--- Exercise ---
Within this material, find every line where the string "body" appears, and copy it out.

···

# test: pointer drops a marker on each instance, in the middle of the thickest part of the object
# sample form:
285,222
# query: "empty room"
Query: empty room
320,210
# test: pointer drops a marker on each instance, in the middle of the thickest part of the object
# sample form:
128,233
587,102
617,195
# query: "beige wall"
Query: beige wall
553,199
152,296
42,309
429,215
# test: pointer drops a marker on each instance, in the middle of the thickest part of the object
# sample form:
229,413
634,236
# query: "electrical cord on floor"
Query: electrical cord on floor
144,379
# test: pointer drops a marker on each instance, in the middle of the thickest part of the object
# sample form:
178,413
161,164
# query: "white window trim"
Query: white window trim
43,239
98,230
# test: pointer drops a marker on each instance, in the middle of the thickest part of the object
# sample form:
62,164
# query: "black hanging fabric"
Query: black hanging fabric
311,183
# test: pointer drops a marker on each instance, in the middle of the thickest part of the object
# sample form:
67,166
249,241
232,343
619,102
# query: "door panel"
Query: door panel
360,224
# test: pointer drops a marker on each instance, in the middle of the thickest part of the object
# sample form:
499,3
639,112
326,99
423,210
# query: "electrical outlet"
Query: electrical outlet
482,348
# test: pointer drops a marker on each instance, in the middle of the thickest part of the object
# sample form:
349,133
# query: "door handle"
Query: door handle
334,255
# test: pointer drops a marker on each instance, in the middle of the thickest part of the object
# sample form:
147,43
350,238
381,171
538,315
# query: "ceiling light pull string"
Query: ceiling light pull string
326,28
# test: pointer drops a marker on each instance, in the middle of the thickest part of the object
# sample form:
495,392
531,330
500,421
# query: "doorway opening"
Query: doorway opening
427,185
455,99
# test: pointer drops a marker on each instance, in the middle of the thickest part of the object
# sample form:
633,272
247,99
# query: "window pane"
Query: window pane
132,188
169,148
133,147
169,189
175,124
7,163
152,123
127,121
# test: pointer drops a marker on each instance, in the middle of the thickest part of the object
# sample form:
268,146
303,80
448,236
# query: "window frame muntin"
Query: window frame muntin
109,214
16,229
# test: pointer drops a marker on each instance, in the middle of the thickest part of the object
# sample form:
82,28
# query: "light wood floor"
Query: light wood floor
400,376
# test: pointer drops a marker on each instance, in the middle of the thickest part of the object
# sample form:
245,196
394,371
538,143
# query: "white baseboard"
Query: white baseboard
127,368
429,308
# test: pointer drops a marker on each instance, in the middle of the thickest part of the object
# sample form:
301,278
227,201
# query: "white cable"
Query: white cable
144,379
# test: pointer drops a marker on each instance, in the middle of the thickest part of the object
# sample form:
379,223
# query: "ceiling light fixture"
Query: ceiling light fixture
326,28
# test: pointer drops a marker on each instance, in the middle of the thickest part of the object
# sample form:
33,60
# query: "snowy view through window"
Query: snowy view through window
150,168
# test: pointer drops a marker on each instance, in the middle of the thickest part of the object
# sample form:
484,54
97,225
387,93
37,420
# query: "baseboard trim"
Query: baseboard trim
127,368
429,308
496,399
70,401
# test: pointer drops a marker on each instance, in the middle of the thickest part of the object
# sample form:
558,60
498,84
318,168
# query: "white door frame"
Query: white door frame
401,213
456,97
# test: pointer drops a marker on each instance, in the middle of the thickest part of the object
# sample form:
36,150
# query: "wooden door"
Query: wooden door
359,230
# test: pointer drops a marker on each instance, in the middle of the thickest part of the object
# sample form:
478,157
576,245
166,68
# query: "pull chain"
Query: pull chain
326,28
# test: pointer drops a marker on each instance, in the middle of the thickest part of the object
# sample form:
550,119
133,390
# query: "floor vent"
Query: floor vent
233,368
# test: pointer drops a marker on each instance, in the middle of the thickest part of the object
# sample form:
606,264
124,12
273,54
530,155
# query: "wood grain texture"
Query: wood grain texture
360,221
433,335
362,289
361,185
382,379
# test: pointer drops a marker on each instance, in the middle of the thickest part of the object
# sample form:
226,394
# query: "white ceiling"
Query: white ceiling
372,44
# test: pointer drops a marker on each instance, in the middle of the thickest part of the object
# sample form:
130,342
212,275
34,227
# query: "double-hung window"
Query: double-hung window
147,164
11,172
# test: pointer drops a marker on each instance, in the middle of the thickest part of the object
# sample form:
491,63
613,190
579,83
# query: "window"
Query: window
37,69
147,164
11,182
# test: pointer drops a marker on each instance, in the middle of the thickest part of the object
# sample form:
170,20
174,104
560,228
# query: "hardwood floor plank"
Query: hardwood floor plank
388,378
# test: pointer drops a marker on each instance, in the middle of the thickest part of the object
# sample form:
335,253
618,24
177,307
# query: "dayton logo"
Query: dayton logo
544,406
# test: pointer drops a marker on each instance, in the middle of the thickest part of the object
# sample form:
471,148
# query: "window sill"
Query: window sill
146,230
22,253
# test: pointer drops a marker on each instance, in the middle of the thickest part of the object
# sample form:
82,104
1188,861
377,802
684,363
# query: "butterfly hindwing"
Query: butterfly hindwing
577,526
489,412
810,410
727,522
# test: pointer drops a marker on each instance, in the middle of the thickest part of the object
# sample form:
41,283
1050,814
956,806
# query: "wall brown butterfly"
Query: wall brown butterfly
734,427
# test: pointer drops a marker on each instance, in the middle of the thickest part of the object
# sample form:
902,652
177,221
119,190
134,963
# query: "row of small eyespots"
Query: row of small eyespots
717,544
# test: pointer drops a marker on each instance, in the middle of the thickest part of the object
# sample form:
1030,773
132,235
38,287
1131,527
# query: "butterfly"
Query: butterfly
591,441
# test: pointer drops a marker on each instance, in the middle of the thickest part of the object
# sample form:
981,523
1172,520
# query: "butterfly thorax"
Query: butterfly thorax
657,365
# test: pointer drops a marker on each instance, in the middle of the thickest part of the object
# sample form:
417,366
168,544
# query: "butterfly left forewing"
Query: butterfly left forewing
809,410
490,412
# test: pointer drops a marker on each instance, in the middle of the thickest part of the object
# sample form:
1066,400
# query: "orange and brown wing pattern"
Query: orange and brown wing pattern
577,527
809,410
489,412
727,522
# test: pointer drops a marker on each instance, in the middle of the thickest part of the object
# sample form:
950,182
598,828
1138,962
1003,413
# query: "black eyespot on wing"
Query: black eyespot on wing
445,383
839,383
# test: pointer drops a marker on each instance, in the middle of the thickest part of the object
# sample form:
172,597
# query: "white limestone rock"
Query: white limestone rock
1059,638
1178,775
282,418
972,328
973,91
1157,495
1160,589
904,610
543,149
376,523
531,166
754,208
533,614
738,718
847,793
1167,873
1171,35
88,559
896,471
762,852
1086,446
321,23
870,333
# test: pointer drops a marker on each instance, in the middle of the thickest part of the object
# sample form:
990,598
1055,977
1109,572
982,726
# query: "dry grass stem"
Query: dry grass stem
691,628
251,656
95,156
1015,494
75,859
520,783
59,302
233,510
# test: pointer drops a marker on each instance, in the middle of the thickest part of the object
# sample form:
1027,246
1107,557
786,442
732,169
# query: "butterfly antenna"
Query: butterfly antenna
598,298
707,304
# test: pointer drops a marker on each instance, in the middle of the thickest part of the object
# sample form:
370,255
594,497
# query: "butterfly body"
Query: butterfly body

···

--- The answer ---
# query: "butterfly body"
Query: butterfly body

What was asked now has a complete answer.